● PROBLEM STATEMENT:
The required output consists solely of the lines from the line containing "occurrence of blurred" through the end of the records, copied exactly.
START PROVIDED INFORMATION
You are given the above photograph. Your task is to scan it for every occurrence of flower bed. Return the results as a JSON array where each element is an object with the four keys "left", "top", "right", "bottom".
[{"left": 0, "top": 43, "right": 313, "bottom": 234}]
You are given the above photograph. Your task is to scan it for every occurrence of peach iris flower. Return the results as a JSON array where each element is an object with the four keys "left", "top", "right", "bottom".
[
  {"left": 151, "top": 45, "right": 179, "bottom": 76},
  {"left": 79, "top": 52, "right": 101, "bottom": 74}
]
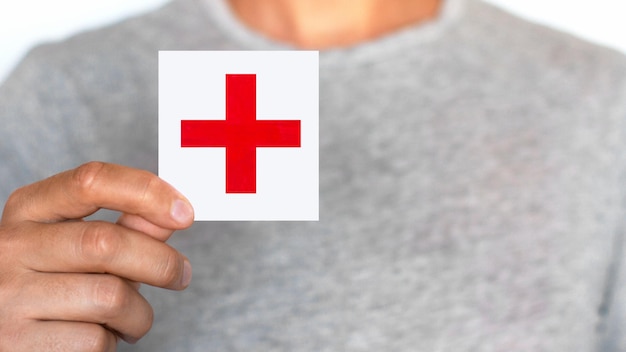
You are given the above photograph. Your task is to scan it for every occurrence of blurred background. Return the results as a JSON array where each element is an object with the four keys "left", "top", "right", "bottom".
[{"left": 1, "top": 0, "right": 626, "bottom": 85}]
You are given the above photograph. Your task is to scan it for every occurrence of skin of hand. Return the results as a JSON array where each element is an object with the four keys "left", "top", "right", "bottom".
[{"left": 0, "top": 162, "right": 194, "bottom": 351}]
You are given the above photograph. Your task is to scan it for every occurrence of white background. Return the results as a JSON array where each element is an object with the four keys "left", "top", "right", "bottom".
[{"left": 2, "top": 0, "right": 626, "bottom": 84}]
END PROVIDED INFORMATION
● TASK OUTPUT:
You are given the above photograph. Your task is to scan it for every occurrence of blurred background. Return the results as a JSON array where each element is an object with the four keys "left", "top", "right", "bottom".
[{"left": 1, "top": 0, "right": 626, "bottom": 85}]
You are given the above photograph. Your task is to scan it for every occurrence of skin of hand. Return the results as a JSON array where each element is an object with the four keys "left", "top", "right", "bottom".
[{"left": 0, "top": 162, "right": 194, "bottom": 351}]
You are given the above photograph. Your task is to scan it for every occurrence of white background. Return the results as a JSON array where each element is an object with the four keys "left", "top", "right", "bottom".
[{"left": 2, "top": 0, "right": 626, "bottom": 84}]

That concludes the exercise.